Aufgaben.
a - Wiederhole den Textauszug über SSDs wörtlich von „Jahr für Jahr“ bis einschließlich „allen Anwendungen spürbar.“.
b - Liste alle Vergleichspaare auf, mit denen der Textauszug über SSDs den Unterschied beim Bootvorgang veranschaulicht.

Textauszug.

□ □ □ □

Eine komplexe Angelegenheit: So funktioniert eine SSD
Die SSD löst die Festplatte als primären Massenspeicher immer mehr ab. Die Vorzüge bezüglich Geschwindigkeit und Mobilität liegen auf der Hand. Daten werden nicht mehr mechanisch gelesen und geschrieben, sondern elektrisch. Doch, wie funktioniert das genau?
Jahr für Jahr erscheinen neue Prozessoren-Generationen, die riesige Leistungssprünge versprechen. Der Normalverbraucher merkt davon aber meistens nicht allzu viel. Ganz anders bei der SSD. Ein Wechsel von einer HDD auf eine SSD ist tatsächlich bei allen Anwendungen spürbar.
In den guten alten Zeiten war ich es mir gewohnt, nach dem Starten des PCs noch einen Kaffee zu holen, bevor ich mit der Arbeit beginnen konnte. Der Boot-Vorgang dauerte eine gefühlte Ewigkeit. Was habe ich gestaunt, als ich das erste Mal den Bootvorgang eines Notebooks mit SSD erleben durfte. Das war in etwa das Äquivalent von Tram und IC. Oder Slow Food und Fast Food. Oder laufen und stehen.
Aber was macht die SSD so schnell? Im Gegensatz zur Festplatte haben SSDs keine Lese-/Schreibköpfe und rotierende Platter. Jeder Block einer SSD ist in derselben Geschwindigkeit erreichbar. Egal, ob sie nun nebeneinander liegen oder auf einem anderen Modul. Deshalb macht übrigens das Defragmentieren einer SSD keinen Sinn. Die Zugriffszeiten sind kürzer und Lese-/Schreibgeschwindigkeiten höher.

□ □ □ □

Rohdaten.
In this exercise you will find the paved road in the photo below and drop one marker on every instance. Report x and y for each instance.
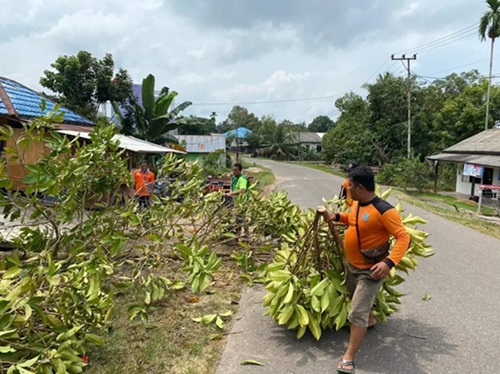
(457, 329)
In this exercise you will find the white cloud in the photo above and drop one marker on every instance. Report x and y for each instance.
(240, 51)
(267, 88)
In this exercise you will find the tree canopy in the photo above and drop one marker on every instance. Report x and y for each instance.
(444, 112)
(82, 82)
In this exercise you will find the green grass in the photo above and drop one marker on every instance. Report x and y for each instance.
(456, 210)
(264, 177)
(459, 211)
(449, 201)
(170, 342)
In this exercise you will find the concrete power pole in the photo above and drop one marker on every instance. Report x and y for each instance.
(407, 59)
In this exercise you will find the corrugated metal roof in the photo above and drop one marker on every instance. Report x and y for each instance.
(128, 142)
(203, 143)
(484, 160)
(20, 101)
(486, 142)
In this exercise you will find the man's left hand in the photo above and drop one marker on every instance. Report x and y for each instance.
(380, 270)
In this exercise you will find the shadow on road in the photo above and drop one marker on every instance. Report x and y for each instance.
(398, 346)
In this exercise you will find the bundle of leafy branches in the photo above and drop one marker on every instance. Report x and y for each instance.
(305, 283)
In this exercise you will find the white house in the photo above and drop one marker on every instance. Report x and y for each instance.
(478, 162)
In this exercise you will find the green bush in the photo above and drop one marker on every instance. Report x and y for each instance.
(407, 174)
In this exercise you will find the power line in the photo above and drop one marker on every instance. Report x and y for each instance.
(461, 66)
(408, 60)
(443, 44)
(268, 101)
(439, 40)
(352, 90)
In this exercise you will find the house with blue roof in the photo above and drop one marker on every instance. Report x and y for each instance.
(20, 104)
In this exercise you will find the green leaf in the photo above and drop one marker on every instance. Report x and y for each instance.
(23, 370)
(29, 363)
(7, 349)
(94, 339)
(219, 323)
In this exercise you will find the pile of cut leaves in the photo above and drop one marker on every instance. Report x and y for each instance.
(305, 283)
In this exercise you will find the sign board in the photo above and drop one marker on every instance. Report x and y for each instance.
(473, 170)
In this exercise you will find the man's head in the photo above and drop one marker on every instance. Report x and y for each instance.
(351, 166)
(237, 168)
(361, 183)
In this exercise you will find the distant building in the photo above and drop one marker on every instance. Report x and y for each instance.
(199, 146)
(20, 104)
(310, 140)
(478, 162)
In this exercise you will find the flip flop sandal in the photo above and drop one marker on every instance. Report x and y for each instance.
(342, 366)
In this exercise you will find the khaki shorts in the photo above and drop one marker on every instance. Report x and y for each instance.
(363, 290)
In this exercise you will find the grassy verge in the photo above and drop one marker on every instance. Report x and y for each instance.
(460, 211)
(263, 175)
(170, 341)
(456, 210)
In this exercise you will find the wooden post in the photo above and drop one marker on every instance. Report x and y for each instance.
(436, 168)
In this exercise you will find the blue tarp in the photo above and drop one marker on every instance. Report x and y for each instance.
(240, 132)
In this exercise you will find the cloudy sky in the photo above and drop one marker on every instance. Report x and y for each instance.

□ □ □ □

Lösungen.
a -
Jahr für Jahr erscheinen neue Prozessoren-Generationen, die riesige Leistungssprünge versprechen. Der Normalverbraucher merkt davon aber meistens nicht allzu viel. Ganz anders bei der SSD. Ein Wechsel von einer HDD auf eine SSD ist tatsächlich bei allen Anwendungen spürbar.

b -
- Tram und IC
- Slow Food und Fast Food
- laufen und stehen